§ Work instructions
Pull out every line of the records below that contains the word "background", and copy each one.

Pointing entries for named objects
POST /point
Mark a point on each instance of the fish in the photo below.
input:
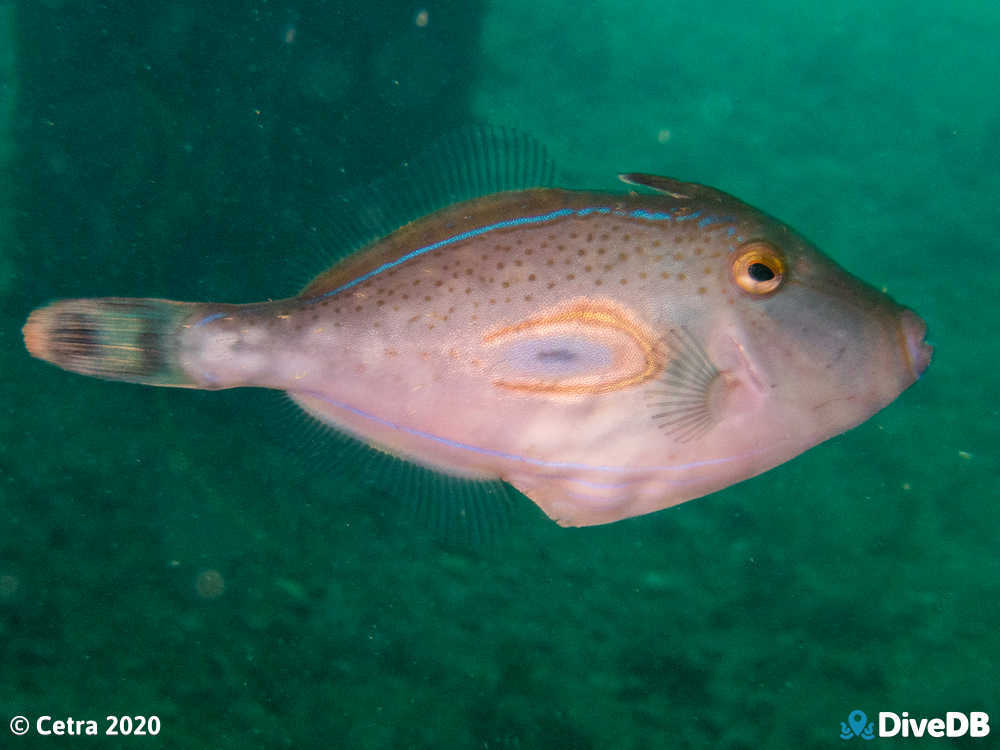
(606, 354)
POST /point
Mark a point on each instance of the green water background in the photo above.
(189, 150)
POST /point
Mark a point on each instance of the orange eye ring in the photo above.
(759, 268)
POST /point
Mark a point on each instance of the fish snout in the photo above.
(918, 352)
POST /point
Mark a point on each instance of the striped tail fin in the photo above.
(115, 338)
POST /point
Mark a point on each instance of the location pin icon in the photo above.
(857, 720)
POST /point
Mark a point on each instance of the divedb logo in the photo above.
(975, 724)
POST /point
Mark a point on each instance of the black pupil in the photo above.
(760, 272)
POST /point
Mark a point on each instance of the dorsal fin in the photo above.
(675, 188)
(467, 163)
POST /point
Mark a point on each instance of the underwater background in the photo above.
(206, 558)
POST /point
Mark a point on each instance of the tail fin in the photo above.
(116, 338)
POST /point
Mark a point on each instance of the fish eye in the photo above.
(758, 268)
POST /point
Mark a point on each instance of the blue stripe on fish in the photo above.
(518, 222)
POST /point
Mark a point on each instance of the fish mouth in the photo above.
(912, 332)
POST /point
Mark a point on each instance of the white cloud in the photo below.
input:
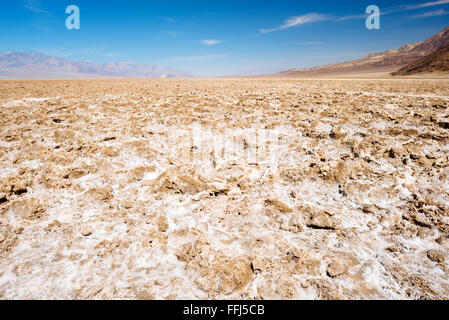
(311, 43)
(298, 20)
(425, 5)
(34, 6)
(211, 42)
(429, 14)
(169, 19)
(201, 58)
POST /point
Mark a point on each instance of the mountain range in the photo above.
(437, 62)
(383, 62)
(34, 65)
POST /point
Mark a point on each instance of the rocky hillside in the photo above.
(26, 65)
(436, 62)
(387, 61)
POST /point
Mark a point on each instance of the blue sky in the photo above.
(217, 37)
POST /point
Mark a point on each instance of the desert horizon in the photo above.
(250, 153)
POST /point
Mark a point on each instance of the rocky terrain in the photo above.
(437, 62)
(382, 62)
(226, 188)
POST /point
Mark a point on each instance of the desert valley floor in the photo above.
(224, 188)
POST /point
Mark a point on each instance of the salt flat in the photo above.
(224, 188)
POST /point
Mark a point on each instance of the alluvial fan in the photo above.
(224, 188)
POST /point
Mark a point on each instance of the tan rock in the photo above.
(86, 230)
(279, 205)
(436, 256)
(336, 268)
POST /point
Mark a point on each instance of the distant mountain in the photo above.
(437, 62)
(383, 62)
(34, 65)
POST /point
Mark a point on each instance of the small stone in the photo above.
(3, 198)
(336, 268)
(435, 255)
(162, 224)
(86, 231)
(19, 188)
(321, 220)
(279, 205)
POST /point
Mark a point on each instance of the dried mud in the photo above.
(94, 203)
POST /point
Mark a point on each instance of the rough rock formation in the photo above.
(224, 189)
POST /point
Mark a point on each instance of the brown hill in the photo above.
(383, 62)
(434, 63)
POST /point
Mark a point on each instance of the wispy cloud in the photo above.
(79, 53)
(310, 43)
(211, 42)
(169, 19)
(34, 6)
(429, 14)
(424, 5)
(298, 20)
(317, 17)
(202, 58)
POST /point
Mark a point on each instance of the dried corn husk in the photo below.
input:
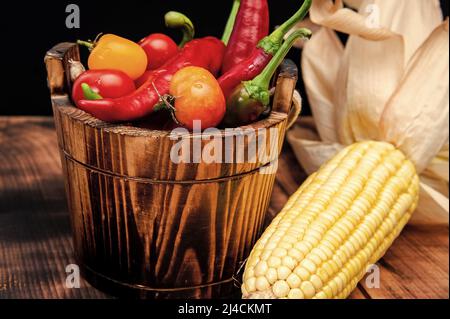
(389, 83)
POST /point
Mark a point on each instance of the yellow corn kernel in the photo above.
(341, 220)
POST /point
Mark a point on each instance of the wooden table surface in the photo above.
(35, 236)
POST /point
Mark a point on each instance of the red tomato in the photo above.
(159, 48)
(108, 83)
(139, 82)
(198, 96)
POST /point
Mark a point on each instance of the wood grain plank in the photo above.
(416, 266)
(36, 243)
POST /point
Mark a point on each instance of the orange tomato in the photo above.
(198, 97)
(117, 53)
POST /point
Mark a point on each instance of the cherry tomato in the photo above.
(107, 83)
(159, 49)
(139, 82)
(116, 53)
(198, 96)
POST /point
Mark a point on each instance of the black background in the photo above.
(29, 29)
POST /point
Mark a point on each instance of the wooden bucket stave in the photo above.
(147, 227)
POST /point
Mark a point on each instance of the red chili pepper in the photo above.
(159, 47)
(207, 53)
(251, 99)
(261, 56)
(252, 24)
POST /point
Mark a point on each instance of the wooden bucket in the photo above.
(146, 227)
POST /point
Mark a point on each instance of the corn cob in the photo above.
(340, 221)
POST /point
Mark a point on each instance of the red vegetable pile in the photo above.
(217, 82)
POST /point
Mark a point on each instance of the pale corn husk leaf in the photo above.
(335, 16)
(416, 117)
(362, 85)
(413, 19)
(342, 123)
(321, 59)
(373, 76)
(309, 150)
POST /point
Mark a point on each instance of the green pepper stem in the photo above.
(89, 93)
(177, 20)
(258, 87)
(87, 44)
(272, 43)
(231, 21)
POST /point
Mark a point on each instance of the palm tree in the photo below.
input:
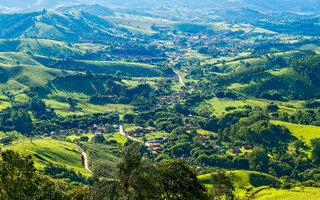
(132, 177)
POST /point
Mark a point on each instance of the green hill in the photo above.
(17, 78)
(305, 132)
(41, 47)
(245, 182)
(57, 26)
(99, 67)
(45, 151)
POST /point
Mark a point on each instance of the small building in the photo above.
(247, 147)
(235, 150)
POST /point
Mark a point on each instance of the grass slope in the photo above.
(307, 193)
(111, 67)
(42, 47)
(306, 132)
(46, 151)
(245, 182)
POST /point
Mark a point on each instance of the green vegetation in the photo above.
(45, 151)
(304, 132)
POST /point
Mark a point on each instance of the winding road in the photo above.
(85, 158)
(180, 77)
(128, 136)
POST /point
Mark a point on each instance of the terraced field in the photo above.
(47, 150)
(304, 132)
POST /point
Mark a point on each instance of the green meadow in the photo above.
(45, 151)
(304, 132)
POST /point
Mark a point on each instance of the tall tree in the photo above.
(179, 181)
(131, 178)
(315, 154)
(222, 186)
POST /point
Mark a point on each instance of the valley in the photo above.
(109, 97)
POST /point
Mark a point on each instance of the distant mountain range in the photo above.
(263, 5)
(79, 26)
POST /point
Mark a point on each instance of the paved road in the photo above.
(85, 158)
(128, 136)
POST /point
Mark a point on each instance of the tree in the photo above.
(179, 181)
(223, 187)
(84, 138)
(132, 178)
(299, 145)
(21, 120)
(18, 177)
(19, 180)
(315, 154)
(259, 159)
(98, 139)
(36, 104)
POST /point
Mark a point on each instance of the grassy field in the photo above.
(307, 193)
(101, 153)
(305, 132)
(245, 182)
(218, 106)
(39, 47)
(111, 67)
(47, 150)
(205, 132)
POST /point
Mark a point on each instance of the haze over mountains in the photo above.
(301, 6)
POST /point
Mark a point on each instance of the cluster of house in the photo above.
(169, 100)
(156, 144)
(141, 132)
(95, 129)
(235, 150)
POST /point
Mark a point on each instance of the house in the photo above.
(247, 147)
(155, 146)
(154, 152)
(235, 150)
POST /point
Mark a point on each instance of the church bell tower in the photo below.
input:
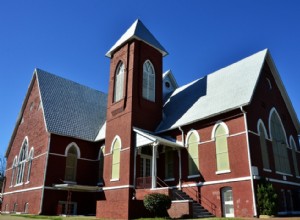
(134, 101)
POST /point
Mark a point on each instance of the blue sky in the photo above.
(70, 39)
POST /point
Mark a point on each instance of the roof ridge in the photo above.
(41, 71)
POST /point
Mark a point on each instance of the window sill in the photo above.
(223, 172)
(70, 182)
(284, 174)
(169, 179)
(193, 176)
(267, 170)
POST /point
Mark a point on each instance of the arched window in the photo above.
(71, 162)
(220, 134)
(148, 81)
(22, 162)
(101, 162)
(192, 145)
(26, 205)
(169, 163)
(119, 82)
(227, 202)
(116, 150)
(15, 207)
(14, 167)
(30, 158)
(294, 148)
(263, 144)
(279, 143)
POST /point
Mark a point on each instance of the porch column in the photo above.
(180, 174)
(134, 166)
(154, 173)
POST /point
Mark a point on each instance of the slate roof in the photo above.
(71, 109)
(137, 31)
(223, 90)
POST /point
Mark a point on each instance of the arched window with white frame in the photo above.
(101, 163)
(116, 154)
(72, 154)
(279, 143)
(263, 144)
(30, 158)
(14, 167)
(119, 82)
(148, 81)
(193, 140)
(220, 134)
(22, 161)
(294, 149)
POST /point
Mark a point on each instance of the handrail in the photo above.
(162, 183)
(202, 199)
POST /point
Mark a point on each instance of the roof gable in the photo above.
(137, 31)
(71, 109)
(221, 91)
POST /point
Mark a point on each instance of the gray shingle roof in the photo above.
(223, 90)
(71, 109)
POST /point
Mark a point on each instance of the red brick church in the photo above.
(78, 151)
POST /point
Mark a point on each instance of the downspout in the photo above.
(45, 173)
(182, 136)
(179, 157)
(250, 163)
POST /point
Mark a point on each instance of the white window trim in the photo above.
(193, 176)
(223, 172)
(221, 123)
(77, 149)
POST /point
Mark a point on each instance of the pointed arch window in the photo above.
(101, 163)
(30, 158)
(169, 164)
(14, 167)
(263, 145)
(116, 153)
(279, 143)
(295, 161)
(119, 82)
(22, 162)
(220, 135)
(148, 81)
(72, 153)
(192, 145)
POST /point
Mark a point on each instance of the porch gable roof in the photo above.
(144, 138)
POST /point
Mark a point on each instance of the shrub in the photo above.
(266, 199)
(157, 204)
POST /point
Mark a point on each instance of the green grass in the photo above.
(43, 217)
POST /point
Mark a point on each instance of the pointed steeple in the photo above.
(137, 31)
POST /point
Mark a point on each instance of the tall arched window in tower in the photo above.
(279, 143)
(22, 162)
(263, 144)
(30, 158)
(221, 133)
(192, 145)
(72, 153)
(14, 167)
(116, 150)
(101, 163)
(119, 82)
(148, 81)
(295, 161)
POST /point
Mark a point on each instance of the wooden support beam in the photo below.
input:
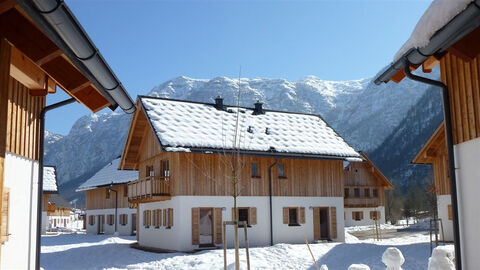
(6, 5)
(26, 71)
(429, 64)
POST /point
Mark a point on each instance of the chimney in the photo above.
(258, 108)
(219, 103)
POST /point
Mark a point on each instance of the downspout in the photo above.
(40, 174)
(451, 156)
(270, 198)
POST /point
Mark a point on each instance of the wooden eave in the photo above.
(135, 137)
(43, 65)
(378, 174)
(435, 144)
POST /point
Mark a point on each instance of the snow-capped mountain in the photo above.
(363, 113)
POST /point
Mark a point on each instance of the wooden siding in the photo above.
(462, 78)
(96, 198)
(434, 152)
(23, 124)
(361, 175)
(208, 174)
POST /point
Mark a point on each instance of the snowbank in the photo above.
(443, 258)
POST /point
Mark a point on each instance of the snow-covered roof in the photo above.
(191, 126)
(49, 180)
(110, 174)
(438, 14)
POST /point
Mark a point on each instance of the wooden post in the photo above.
(311, 253)
(224, 246)
(246, 244)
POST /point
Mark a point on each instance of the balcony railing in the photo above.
(148, 187)
(362, 201)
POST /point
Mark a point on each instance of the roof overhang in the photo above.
(456, 29)
(59, 53)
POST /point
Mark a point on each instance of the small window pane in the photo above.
(243, 214)
(292, 216)
(254, 169)
(281, 170)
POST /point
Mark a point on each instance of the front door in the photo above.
(134, 224)
(324, 235)
(206, 226)
(101, 222)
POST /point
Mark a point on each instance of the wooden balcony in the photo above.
(361, 202)
(149, 189)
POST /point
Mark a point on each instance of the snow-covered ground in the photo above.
(82, 251)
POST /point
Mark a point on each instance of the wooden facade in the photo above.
(434, 152)
(97, 198)
(365, 185)
(461, 75)
(210, 174)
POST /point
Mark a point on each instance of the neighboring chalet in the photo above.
(184, 155)
(50, 187)
(364, 193)
(448, 35)
(59, 212)
(106, 201)
(42, 49)
(434, 152)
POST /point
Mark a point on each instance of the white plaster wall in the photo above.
(442, 207)
(467, 160)
(349, 222)
(110, 229)
(21, 177)
(44, 222)
(179, 237)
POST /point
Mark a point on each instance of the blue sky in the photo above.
(149, 42)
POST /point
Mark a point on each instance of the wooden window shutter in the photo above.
(195, 226)
(302, 215)
(333, 218)
(165, 217)
(253, 216)
(170, 217)
(159, 215)
(316, 223)
(285, 215)
(5, 214)
(218, 225)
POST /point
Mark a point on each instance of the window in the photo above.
(110, 219)
(292, 217)
(165, 166)
(149, 171)
(356, 192)
(243, 215)
(157, 218)
(357, 215)
(91, 220)
(123, 219)
(147, 217)
(375, 215)
(169, 218)
(281, 171)
(255, 170)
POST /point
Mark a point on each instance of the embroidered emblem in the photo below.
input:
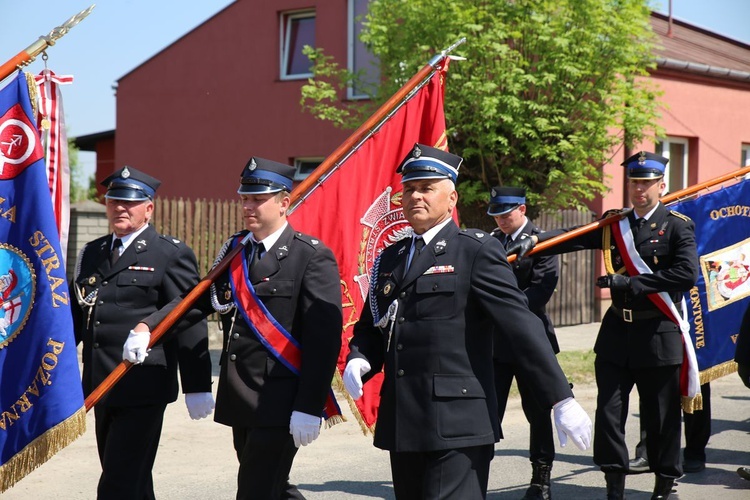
(440, 269)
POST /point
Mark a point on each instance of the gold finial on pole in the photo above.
(27, 55)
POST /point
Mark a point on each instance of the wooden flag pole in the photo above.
(672, 197)
(304, 188)
(27, 55)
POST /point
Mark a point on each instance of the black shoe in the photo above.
(638, 465)
(662, 488)
(615, 485)
(539, 489)
(693, 465)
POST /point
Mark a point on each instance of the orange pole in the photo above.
(683, 193)
(304, 187)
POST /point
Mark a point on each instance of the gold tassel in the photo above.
(33, 95)
(42, 449)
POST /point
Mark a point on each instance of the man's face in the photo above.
(264, 213)
(428, 202)
(126, 217)
(644, 193)
(510, 222)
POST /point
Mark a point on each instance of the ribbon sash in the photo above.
(269, 332)
(689, 376)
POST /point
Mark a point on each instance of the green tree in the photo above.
(544, 98)
(80, 188)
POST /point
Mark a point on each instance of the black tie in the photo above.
(114, 254)
(419, 245)
(257, 253)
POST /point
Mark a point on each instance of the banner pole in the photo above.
(669, 198)
(27, 55)
(297, 195)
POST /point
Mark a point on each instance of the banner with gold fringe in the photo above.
(41, 398)
(718, 300)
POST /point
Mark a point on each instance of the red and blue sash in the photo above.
(689, 376)
(271, 334)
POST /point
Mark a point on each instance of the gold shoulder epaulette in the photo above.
(681, 216)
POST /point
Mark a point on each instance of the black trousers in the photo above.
(697, 430)
(458, 474)
(659, 391)
(266, 455)
(541, 441)
(127, 440)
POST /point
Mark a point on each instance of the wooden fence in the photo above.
(206, 224)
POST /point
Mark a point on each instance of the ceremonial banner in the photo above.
(41, 398)
(51, 123)
(718, 300)
(357, 211)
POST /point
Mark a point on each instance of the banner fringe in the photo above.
(42, 449)
(338, 385)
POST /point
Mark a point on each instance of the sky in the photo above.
(119, 35)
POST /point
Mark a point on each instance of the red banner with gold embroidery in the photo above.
(357, 211)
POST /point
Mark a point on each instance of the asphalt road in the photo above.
(196, 459)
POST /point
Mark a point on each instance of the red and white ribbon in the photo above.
(689, 376)
(51, 125)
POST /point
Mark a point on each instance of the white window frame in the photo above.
(666, 142)
(352, 41)
(285, 21)
(298, 163)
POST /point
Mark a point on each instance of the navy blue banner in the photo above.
(41, 399)
(718, 301)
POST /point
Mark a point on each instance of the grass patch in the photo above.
(578, 367)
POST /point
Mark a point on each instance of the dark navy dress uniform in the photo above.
(151, 271)
(637, 344)
(537, 278)
(298, 282)
(438, 396)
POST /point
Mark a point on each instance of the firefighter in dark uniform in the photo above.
(537, 278)
(434, 300)
(637, 343)
(272, 408)
(119, 279)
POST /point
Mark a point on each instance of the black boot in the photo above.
(615, 485)
(662, 488)
(539, 487)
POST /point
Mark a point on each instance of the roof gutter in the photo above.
(702, 69)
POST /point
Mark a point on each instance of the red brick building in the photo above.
(196, 111)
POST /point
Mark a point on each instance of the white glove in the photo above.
(135, 349)
(200, 404)
(572, 422)
(353, 376)
(304, 428)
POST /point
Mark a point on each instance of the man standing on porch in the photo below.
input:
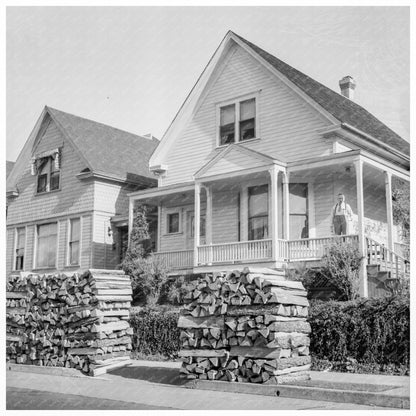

§ Exercise output
Mark a point on each instance of the green water background in the photo above.
Mark a point on each instance of the underwater background in the photo above.
Mark a point on each instance of the black background in the photo above.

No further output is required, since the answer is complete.